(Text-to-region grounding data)
*****

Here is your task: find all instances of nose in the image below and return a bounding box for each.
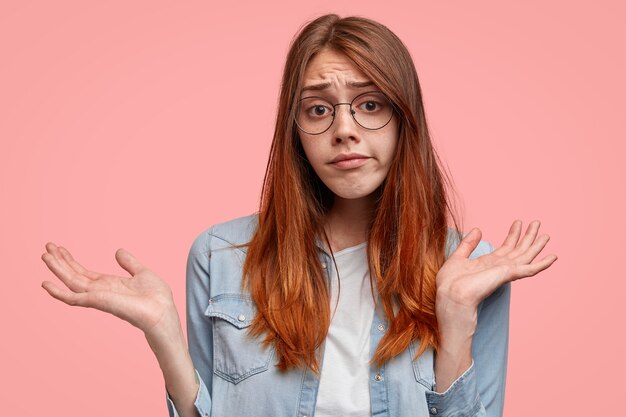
[331,103,359,144]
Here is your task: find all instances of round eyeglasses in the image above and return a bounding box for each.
[295,91,395,135]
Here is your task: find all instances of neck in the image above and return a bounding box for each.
[324,194,377,252]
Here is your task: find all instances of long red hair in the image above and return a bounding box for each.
[242,14,463,372]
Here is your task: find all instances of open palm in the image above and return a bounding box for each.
[437,220,557,312]
[41,243,176,334]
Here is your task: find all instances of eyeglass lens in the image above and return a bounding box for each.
[296,91,393,135]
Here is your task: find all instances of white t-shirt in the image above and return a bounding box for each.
[314,242,376,417]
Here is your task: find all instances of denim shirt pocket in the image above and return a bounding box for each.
[408,340,435,390]
[204,294,275,384]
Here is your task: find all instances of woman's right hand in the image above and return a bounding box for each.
[42,243,202,416]
[41,242,177,336]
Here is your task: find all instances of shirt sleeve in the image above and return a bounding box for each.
[425,240,511,417]
[166,230,215,417]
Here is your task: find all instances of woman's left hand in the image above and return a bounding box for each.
[433,220,557,392]
[435,219,557,334]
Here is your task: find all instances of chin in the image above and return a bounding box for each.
[328,185,381,201]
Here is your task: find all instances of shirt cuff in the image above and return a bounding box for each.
[425,360,483,417]
[166,369,211,417]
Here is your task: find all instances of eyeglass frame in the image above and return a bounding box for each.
[294,90,397,135]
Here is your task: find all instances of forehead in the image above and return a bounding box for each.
[302,48,369,85]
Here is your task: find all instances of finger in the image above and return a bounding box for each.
[115,248,146,276]
[45,242,77,278]
[451,228,482,259]
[41,250,90,293]
[41,281,89,307]
[57,246,99,280]
[517,234,551,264]
[512,220,541,254]
[499,220,523,251]
[510,255,558,280]
[42,281,123,316]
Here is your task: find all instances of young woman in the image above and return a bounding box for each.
[41,15,556,417]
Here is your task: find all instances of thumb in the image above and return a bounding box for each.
[451,228,482,259]
[115,248,146,276]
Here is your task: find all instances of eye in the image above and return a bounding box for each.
[311,105,331,117]
[361,101,379,112]
[352,92,389,114]
[356,99,384,113]
[302,101,332,118]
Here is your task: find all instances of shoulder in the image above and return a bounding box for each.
[189,213,259,254]
[445,227,495,260]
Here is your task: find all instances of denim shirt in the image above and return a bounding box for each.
[166,214,510,417]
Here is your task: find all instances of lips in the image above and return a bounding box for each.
[330,153,370,169]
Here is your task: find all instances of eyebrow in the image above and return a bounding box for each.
[301,80,375,93]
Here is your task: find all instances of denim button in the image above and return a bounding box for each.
[377,324,385,332]
[374,373,383,381]
[321,262,327,269]
[430,407,438,415]
[237,314,246,322]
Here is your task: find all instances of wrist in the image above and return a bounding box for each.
[144,306,186,353]
[436,292,478,334]
[144,314,192,382]
[437,310,477,339]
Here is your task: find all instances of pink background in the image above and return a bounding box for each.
[2,0,624,415]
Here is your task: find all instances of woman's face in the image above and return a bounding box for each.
[298,48,399,203]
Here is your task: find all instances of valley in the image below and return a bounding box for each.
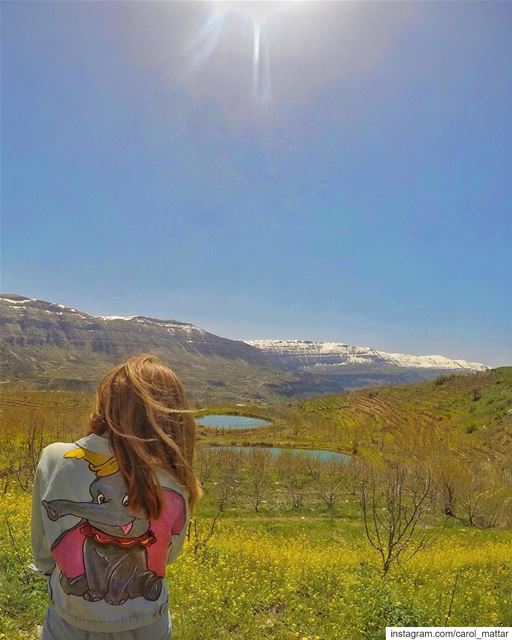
[1,297,509,639]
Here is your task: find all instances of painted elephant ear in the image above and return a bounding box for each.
[146,488,186,577]
[50,521,87,579]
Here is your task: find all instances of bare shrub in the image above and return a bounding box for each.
[275,451,310,509]
[306,455,347,521]
[246,447,272,512]
[188,448,243,557]
[360,462,441,575]
[459,460,509,528]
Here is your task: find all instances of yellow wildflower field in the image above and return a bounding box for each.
[1,489,511,640]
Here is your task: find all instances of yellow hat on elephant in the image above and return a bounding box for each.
[64,447,119,477]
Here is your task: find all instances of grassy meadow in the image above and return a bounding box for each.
[1,368,512,639]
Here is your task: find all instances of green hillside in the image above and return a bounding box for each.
[299,366,512,459]
[195,367,512,465]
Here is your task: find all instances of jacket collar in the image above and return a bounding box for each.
[75,433,113,456]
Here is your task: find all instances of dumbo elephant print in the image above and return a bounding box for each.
[42,447,185,606]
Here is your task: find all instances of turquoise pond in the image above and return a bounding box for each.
[197,414,350,461]
[196,414,272,429]
[209,445,350,463]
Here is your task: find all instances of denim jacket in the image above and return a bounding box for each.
[30,433,189,633]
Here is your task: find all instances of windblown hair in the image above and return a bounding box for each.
[88,354,202,520]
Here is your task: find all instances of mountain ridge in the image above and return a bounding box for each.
[0,294,489,402]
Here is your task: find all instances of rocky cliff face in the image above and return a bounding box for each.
[0,294,285,402]
[0,294,267,363]
[244,339,487,372]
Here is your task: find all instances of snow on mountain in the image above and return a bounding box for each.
[245,339,488,372]
[380,352,487,370]
[98,315,206,335]
[0,295,88,317]
[0,296,206,335]
[0,295,488,376]
[98,315,135,321]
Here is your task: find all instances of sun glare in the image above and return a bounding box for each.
[215,1,291,24]
[186,1,303,102]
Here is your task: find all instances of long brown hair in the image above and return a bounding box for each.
[87,354,202,519]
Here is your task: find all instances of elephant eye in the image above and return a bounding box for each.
[122,494,129,507]
[97,493,106,504]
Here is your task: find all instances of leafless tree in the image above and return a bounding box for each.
[276,452,310,509]
[188,507,224,558]
[214,448,243,511]
[460,461,508,528]
[441,475,457,518]
[360,462,441,575]
[188,448,243,557]
[11,412,46,492]
[246,447,272,512]
[307,456,347,522]
[195,444,216,486]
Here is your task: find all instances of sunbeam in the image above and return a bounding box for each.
[185,2,299,103]
[185,11,227,73]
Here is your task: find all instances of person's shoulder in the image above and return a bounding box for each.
[156,468,189,498]
[39,441,79,464]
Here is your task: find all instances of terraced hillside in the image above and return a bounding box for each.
[297,366,512,463]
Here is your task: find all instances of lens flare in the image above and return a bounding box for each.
[215,1,290,24]
[186,2,299,102]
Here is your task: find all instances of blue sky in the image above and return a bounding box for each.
[2,1,511,366]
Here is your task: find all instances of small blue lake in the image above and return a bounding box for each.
[211,445,350,463]
[196,414,272,430]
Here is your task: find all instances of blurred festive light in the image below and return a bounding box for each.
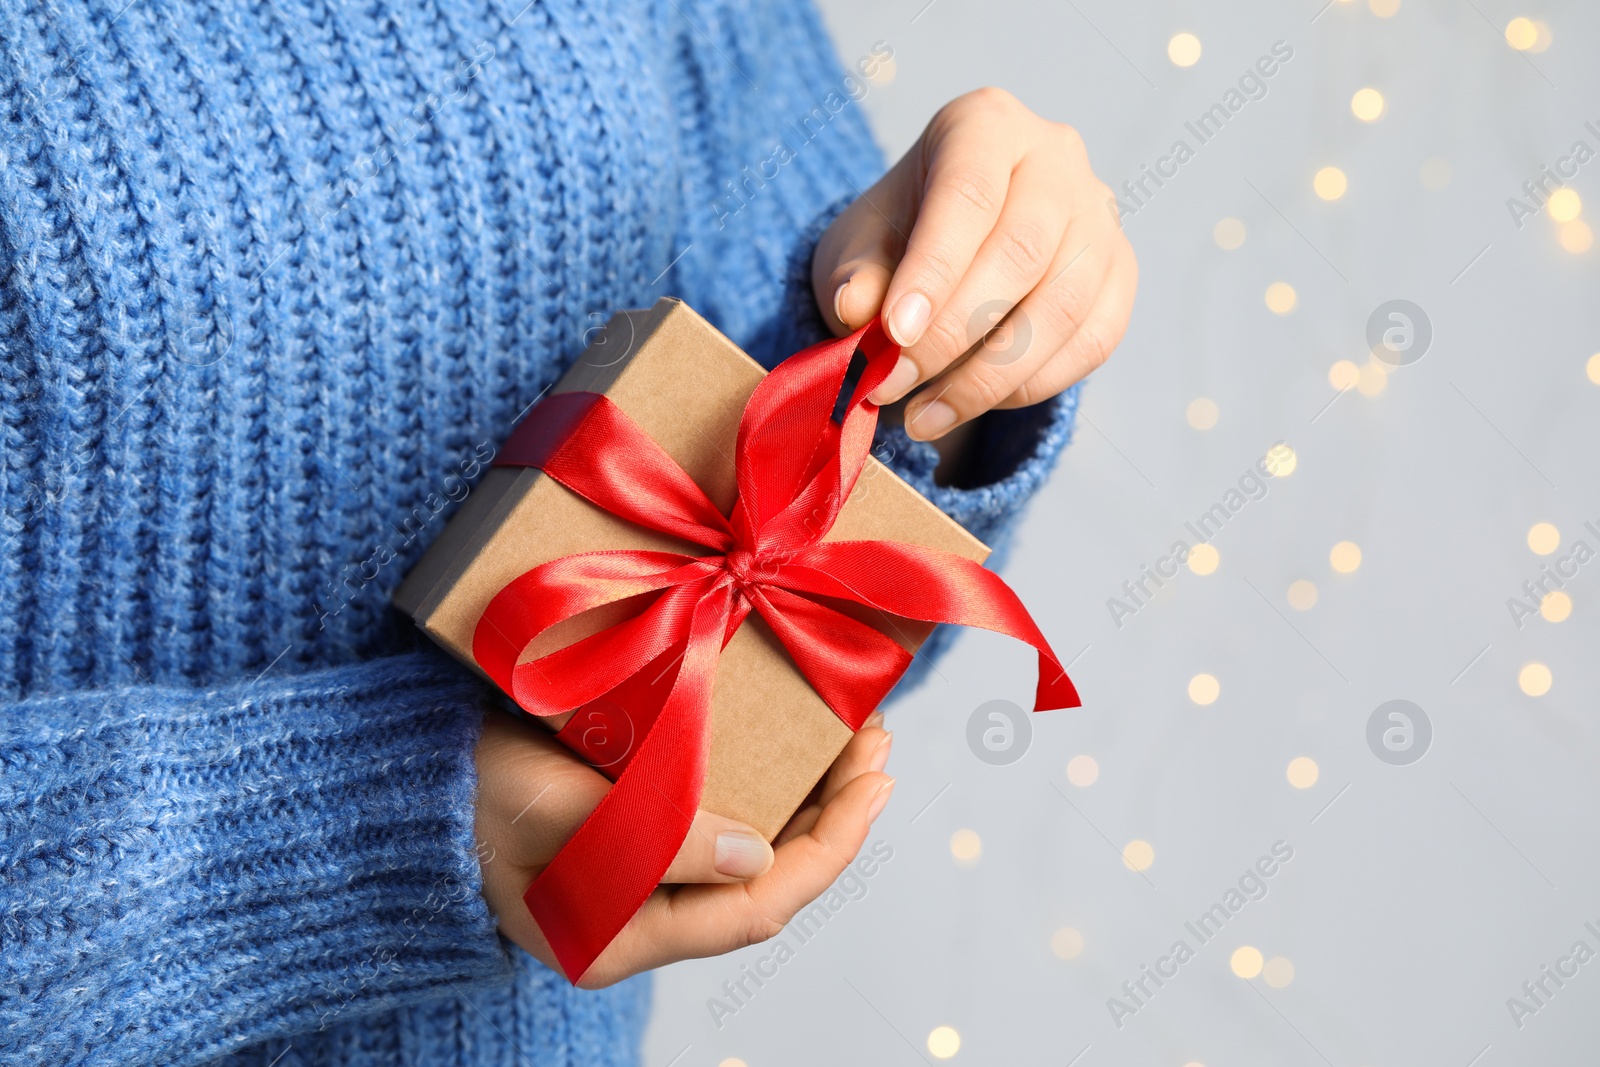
[1287,757,1319,788]
[1265,443,1297,477]
[927,1026,961,1059]
[1168,32,1202,67]
[1314,167,1348,200]
[1066,754,1100,787]
[1356,361,1388,397]
[1263,956,1296,988]
[1188,673,1220,705]
[1330,541,1362,573]
[1187,397,1219,430]
[1230,946,1264,978]
[867,55,896,85]
[1329,360,1360,390]
[1541,591,1572,622]
[1351,88,1385,121]
[1519,662,1552,696]
[1559,220,1593,254]
[1051,927,1085,960]
[1368,0,1400,15]
[1287,580,1318,610]
[1187,543,1220,575]
[1587,353,1600,384]
[1505,16,1537,49]
[1527,522,1560,555]
[1548,188,1582,222]
[1265,282,1297,314]
[1214,217,1247,249]
[1122,840,1155,872]
[718,1060,748,1067]
[950,829,981,865]
[1530,19,1554,52]
[1419,156,1452,191]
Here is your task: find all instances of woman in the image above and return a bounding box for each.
[0,0,1134,1063]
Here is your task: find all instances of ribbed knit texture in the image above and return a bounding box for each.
[0,1,1077,1064]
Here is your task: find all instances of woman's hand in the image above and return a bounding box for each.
[813,87,1136,441]
[475,709,894,988]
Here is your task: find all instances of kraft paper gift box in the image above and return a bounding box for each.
[395,297,989,840]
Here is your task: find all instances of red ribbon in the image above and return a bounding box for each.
[471,318,1079,983]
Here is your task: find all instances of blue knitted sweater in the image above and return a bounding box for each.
[0,1,1077,1064]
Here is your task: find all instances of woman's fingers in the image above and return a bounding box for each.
[661,809,775,884]
[874,150,1070,409]
[997,240,1138,410]
[878,93,1021,351]
[597,770,895,982]
[903,199,1126,437]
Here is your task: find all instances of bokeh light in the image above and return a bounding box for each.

*****

**Task brief**
Print only the lines from the one with "Here is your task: find all instances of red" to the end of the records, both included.

**Problem solution**
Here is your task: find all instances of red ribbon in the image above and return a bounding box for each.
[471,318,1079,983]
Here is your task: find all instances of blue knitted sweater in the image above and return a bounding box for each.
[0,1,1077,1064]
Here is your task: find all instances of woman's fingers in the image above and return a bounding box for each.
[661,809,775,884]
[874,150,1070,409]
[997,240,1138,410]
[878,93,1021,351]
[597,770,895,982]
[903,199,1126,437]
Here is your task: find all instances of bokeh light in the image above and return a bounding box for each.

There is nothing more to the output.